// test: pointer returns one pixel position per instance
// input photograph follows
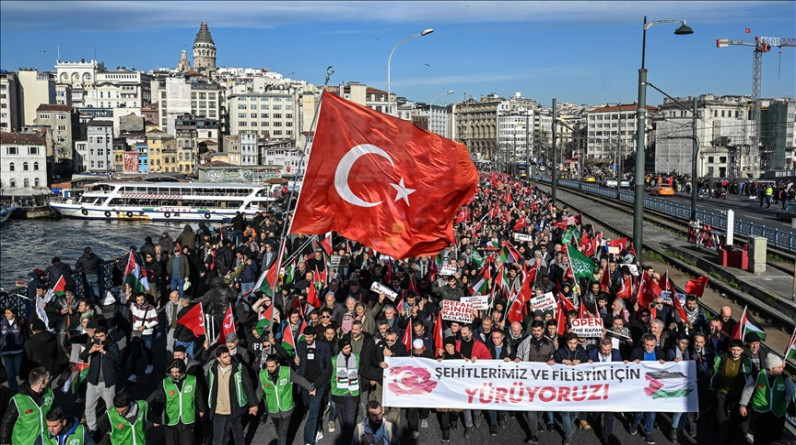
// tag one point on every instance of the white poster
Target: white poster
(480, 302)
(411, 382)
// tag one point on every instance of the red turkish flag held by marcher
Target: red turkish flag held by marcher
(382, 181)
(194, 320)
(697, 287)
(227, 326)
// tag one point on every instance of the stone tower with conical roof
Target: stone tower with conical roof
(204, 49)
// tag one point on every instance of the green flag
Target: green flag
(582, 266)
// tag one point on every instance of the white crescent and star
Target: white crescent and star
(344, 168)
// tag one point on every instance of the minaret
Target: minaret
(204, 50)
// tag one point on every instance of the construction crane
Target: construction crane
(761, 45)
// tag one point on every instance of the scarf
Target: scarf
(379, 436)
(348, 363)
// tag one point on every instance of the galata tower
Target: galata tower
(204, 49)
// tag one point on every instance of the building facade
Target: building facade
(23, 163)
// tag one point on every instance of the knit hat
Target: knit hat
(773, 361)
(751, 337)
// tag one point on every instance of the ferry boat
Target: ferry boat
(149, 201)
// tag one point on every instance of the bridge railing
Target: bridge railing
(781, 239)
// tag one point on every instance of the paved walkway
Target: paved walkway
(774, 286)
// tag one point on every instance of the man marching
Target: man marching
(62, 430)
(277, 384)
(23, 421)
(180, 397)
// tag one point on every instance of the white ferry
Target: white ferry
(150, 201)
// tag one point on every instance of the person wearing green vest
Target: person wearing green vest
(179, 397)
(769, 395)
(277, 385)
(231, 395)
(24, 421)
(62, 430)
(345, 388)
(125, 422)
(730, 372)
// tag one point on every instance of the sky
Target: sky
(578, 52)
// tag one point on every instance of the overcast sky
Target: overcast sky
(581, 52)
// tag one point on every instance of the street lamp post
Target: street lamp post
(425, 32)
(641, 120)
(437, 97)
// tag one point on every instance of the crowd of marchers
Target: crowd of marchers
(313, 341)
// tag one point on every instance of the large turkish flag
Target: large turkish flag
(382, 181)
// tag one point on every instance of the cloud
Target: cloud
(143, 15)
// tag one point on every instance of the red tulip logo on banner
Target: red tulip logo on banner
(382, 181)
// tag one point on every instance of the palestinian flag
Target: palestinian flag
(791, 352)
(267, 281)
(289, 342)
(264, 320)
(78, 370)
(482, 286)
(135, 275)
(747, 324)
(582, 266)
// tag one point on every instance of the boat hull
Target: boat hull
(134, 213)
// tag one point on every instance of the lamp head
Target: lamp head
(683, 30)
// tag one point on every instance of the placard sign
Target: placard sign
(382, 289)
(448, 269)
(480, 302)
(588, 327)
(546, 302)
(523, 237)
(457, 311)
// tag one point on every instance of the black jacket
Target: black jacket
(248, 390)
(41, 349)
(108, 362)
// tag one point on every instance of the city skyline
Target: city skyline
(579, 52)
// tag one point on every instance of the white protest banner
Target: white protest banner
(546, 302)
(480, 302)
(382, 289)
(411, 382)
(587, 327)
(457, 311)
(523, 237)
(448, 269)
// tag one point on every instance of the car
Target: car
(662, 190)
(788, 214)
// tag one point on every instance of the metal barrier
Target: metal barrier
(776, 238)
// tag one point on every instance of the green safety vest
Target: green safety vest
(30, 424)
(180, 404)
(765, 400)
(343, 385)
(77, 437)
(125, 433)
(240, 394)
(278, 397)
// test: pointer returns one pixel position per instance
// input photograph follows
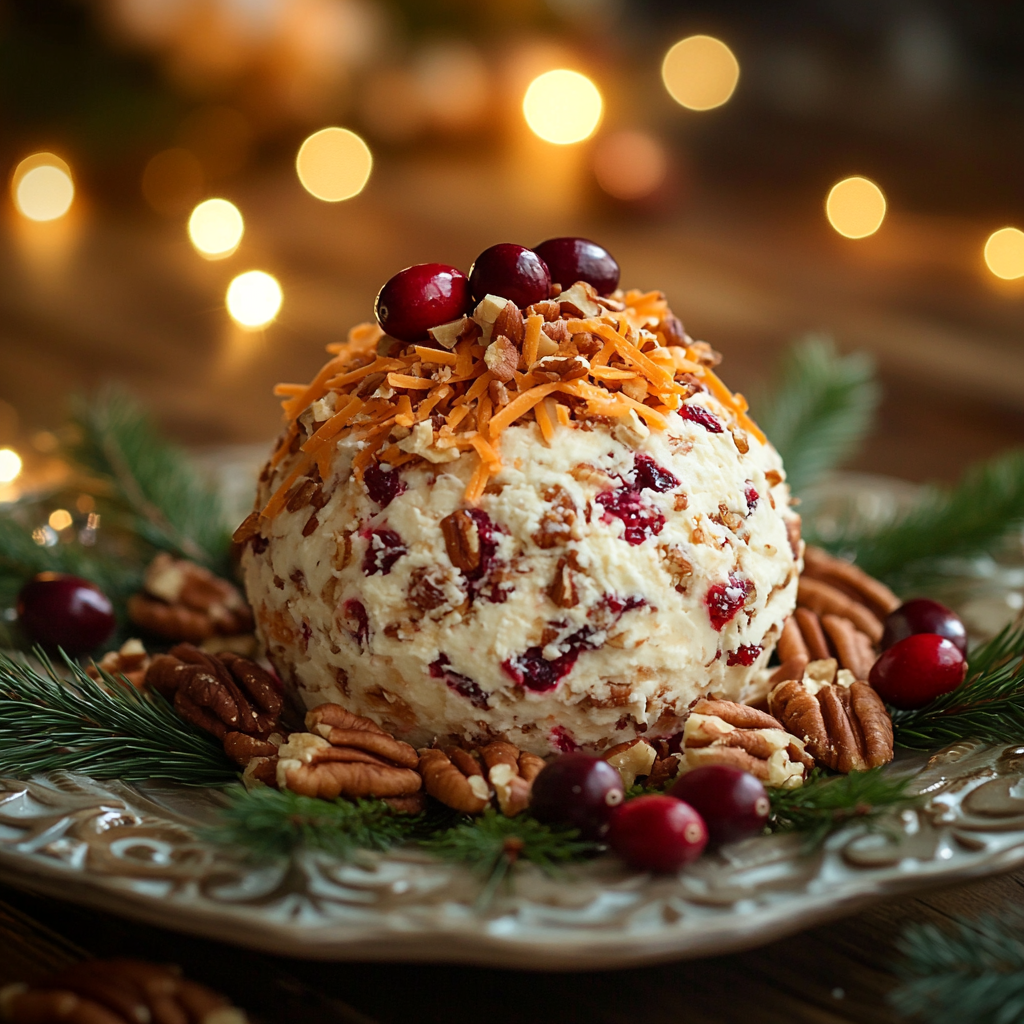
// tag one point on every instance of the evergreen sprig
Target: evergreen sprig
(819, 409)
(987, 706)
(269, 823)
(972, 973)
(825, 803)
(971, 518)
(152, 479)
(107, 731)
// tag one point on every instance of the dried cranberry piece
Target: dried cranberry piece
(383, 485)
(354, 612)
(725, 599)
(745, 653)
(650, 476)
(463, 685)
(641, 520)
(697, 414)
(384, 549)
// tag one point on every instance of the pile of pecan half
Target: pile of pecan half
(117, 991)
(183, 601)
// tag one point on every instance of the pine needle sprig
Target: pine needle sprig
(969, 519)
(819, 410)
(271, 824)
(972, 973)
(987, 706)
(825, 803)
(107, 731)
(171, 508)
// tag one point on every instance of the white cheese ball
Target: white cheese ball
(601, 584)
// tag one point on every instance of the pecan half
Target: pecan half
(116, 991)
(345, 755)
(844, 722)
(455, 777)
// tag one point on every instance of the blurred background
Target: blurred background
(848, 168)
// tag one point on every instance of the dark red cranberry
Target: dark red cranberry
(916, 670)
(648, 475)
(725, 599)
(745, 653)
(384, 548)
(59, 610)
(924, 615)
(462, 685)
(580, 791)
(570, 260)
(513, 272)
(657, 834)
(732, 803)
(421, 297)
(640, 520)
(697, 414)
(383, 485)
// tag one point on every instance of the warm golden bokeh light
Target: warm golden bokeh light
(42, 186)
(630, 165)
(562, 107)
(253, 299)
(59, 519)
(10, 465)
(215, 227)
(700, 73)
(1005, 253)
(856, 207)
(334, 164)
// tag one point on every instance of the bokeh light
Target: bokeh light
(700, 73)
(856, 207)
(10, 465)
(630, 165)
(59, 519)
(562, 107)
(42, 186)
(215, 227)
(254, 299)
(334, 164)
(1005, 253)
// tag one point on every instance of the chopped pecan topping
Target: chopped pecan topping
(219, 693)
(345, 755)
(184, 601)
(843, 721)
(462, 541)
(117, 991)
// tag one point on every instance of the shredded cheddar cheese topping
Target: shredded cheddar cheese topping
(383, 389)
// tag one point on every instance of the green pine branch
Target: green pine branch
(107, 731)
(819, 410)
(987, 706)
(971, 518)
(825, 803)
(170, 507)
(972, 973)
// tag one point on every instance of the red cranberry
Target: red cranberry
(725, 599)
(570, 260)
(924, 615)
(511, 271)
(421, 297)
(59, 610)
(580, 791)
(918, 669)
(697, 414)
(732, 803)
(657, 834)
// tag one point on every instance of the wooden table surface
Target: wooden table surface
(123, 296)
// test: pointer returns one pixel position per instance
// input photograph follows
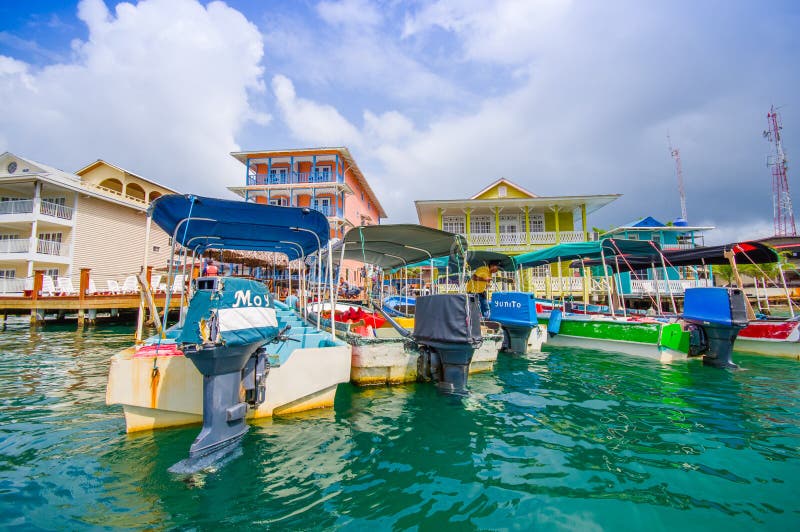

□ □ □ □ □ □ □

» **WHAT IS BEING ASKED**
Return the lines of the data above in full and exactly, with no pictures.

» **FINAL ANSWER**
// test: pointer returns one pixel position per instance
// input photograph follows
// tag one point on every instance of the white poster
Target: white poster
(480, 302)
(411, 382)
// tag one point on every instance of the red turkish flag held by marcher
Target: red turkish flag held by marcher
(382, 181)
(194, 320)
(697, 287)
(227, 326)
// tag one point on every instance of the stone tower with conical roof
Target: stone tower with conical roof
(204, 49)
// tag one point on every instance of the green flag
Target: green flag
(582, 266)
// tag one point on every instance of the white crescent and star
Target: white crescent and star
(344, 168)
// tag one point on every instance of the minaret
Target: minaret
(204, 50)
// tag one point on every instance of the construction crane
Target: construction crane
(761, 45)
// tag one point on every instance of the scarf
Target: scarf
(379, 436)
(348, 363)
// tag one point on every instance of the galata tower
Target: galata tower
(204, 49)
// tag one point on every instance of the building facade
Target: building facade
(23, 163)
// tag one point on every instance of the knit hat
Target: knit hat
(773, 361)
(751, 337)
// tag one point on every instance of the ferry boat
Target: ferry boat
(149, 201)
// tag one point on every instance of the bridge railing
Target: bridge railing
(781, 239)
// tag one point on every instance of the paved walkway
Target: paved walkway
(774, 286)
// tag one point on every instance of the man marching
Target: man marching
(62, 430)
(277, 384)
(23, 421)
(180, 397)
// tag one point on every instance of the white ferry
Target: white ferry
(150, 201)
// tag one point on every instance of the person wearing green vest
Target: person wearing green vest
(179, 397)
(769, 395)
(277, 385)
(231, 395)
(24, 421)
(62, 430)
(345, 388)
(125, 422)
(730, 372)
// tag one point on every instance of the sky
Target: sky
(578, 52)
// tag one point on every instance of the overcast sky
Target: overcast sky
(581, 52)
// tag one point on every instance of the street lamp post
Target: street lamp post
(425, 32)
(641, 120)
(437, 97)
// tag one point on every instance of the crowd of marchers
Target: crowd of marchers
(313, 341)
// tag one point on every instance of the large turkish flag
Target: large turkish flag
(382, 181)
// tag one point on every instance of the cloud
Target: cloud
(143, 15)
// tag one point on every instance of the red tulip logo on banner
Target: red tulip logo on banner
(382, 181)
// tag one point on every instance of the palestinian flag
Target: palestinian flag
(791, 352)
(267, 281)
(289, 342)
(264, 320)
(78, 370)
(482, 286)
(135, 275)
(747, 324)
(582, 266)
// tag one point on every instance of the boat hull
Target: boat hull
(134, 213)
// tag one point on every instance of the lamp head
Target: lamp head
(683, 30)
// tag one point on every instance of the placard sign
Target: placard sign
(382, 289)
(448, 269)
(480, 302)
(588, 327)
(546, 302)
(523, 237)
(457, 311)
// tag one point on every instance of the black jacket
Target: black jacket
(248, 390)
(41, 349)
(108, 362)
// tag one point on every instance of the city skyline
Target: city skyline
(579, 52)
// tag one point on every instance of the white protest banner
Target: white protest banner
(546, 302)
(480, 302)
(382, 289)
(411, 382)
(587, 327)
(457, 311)
(523, 237)
(448, 269)
// tag one point on every instance of the car
Target: car
(662, 190)
(788, 214)
// tag one point on every instance of the metal barrier
Target: metal barrier
(776, 238)
// tag one point on every instance of the green safety vest
Target: green safety vest
(30, 424)
(180, 404)
(765, 400)
(343, 385)
(77, 437)
(125, 433)
(240, 394)
(278, 397)
// test: pointer returns one pixel position per instance
// input photograph follows
// tag one point on every instance of the evergreen sprig
Target: evergreen sprig
(819, 409)
(987, 706)
(269, 823)
(972, 973)
(825, 803)
(971, 518)
(152, 479)
(107, 731)
// tag one point on every instance of the dried cranberry piece
Target: dried cranberry piece
(383, 485)
(354, 612)
(725, 599)
(745, 653)
(650, 476)
(463, 685)
(641, 520)
(697, 414)
(384, 549)
// tag one point on every instance of the pile of pecan half
Target: pile of pecan half
(117, 991)
(183, 601)
// tag one point on every instance of the pine needle sprig
Target: pine needle sprig
(969, 519)
(819, 410)
(271, 824)
(972, 973)
(987, 706)
(825, 803)
(107, 731)
(171, 508)
// tag one point on every instance of the white cheese ball
Target: white cheese ball
(601, 584)
// tag one point on every instance of the pecan half
Target: pecan half
(116, 991)
(345, 755)
(844, 722)
(455, 777)
// tag one point on every instance of the blurred background
Target: blurred background
(848, 168)
// tag one point on every instance of the dark red cranberry
Target: dark red cranberry
(916, 670)
(648, 475)
(725, 599)
(745, 653)
(384, 548)
(59, 610)
(924, 615)
(462, 685)
(580, 791)
(570, 260)
(513, 272)
(657, 834)
(732, 803)
(421, 297)
(640, 520)
(697, 414)
(383, 485)
// tag one point on every instance of the warm golden bokeh light
Target: warm golden bokeh light
(42, 186)
(630, 165)
(562, 107)
(253, 299)
(59, 519)
(10, 465)
(215, 227)
(700, 73)
(1005, 253)
(856, 207)
(334, 164)
// tag one point on every instance of the bokeh light
Target: bokeh light
(700, 73)
(856, 207)
(10, 465)
(630, 165)
(59, 519)
(562, 107)
(42, 186)
(215, 227)
(254, 299)
(334, 164)
(1005, 253)
// tag one point on every instance of the chopped pecan topping
Target: chopped pecan topping
(219, 693)
(345, 755)
(184, 601)
(843, 721)
(462, 541)
(117, 991)
// tag one point on every instance of the shredded cheddar cheese topping
Target: shredded cheddar cheese topping
(383, 389)
// tag one point on every instance of the green pine branch
Target: green pine branch
(107, 731)
(819, 410)
(987, 706)
(971, 518)
(825, 803)
(170, 507)
(972, 973)
// tag one point on every instance of the red cranberry
Target: red cranberry
(725, 599)
(570, 260)
(924, 615)
(511, 271)
(421, 297)
(59, 610)
(580, 791)
(918, 669)
(697, 414)
(732, 803)
(657, 834)
// tag one point on every instance of the wooden table surface
Target: wooden table surface
(123, 296)
// test: pointer returns one pixel position per instance
// input photograph follows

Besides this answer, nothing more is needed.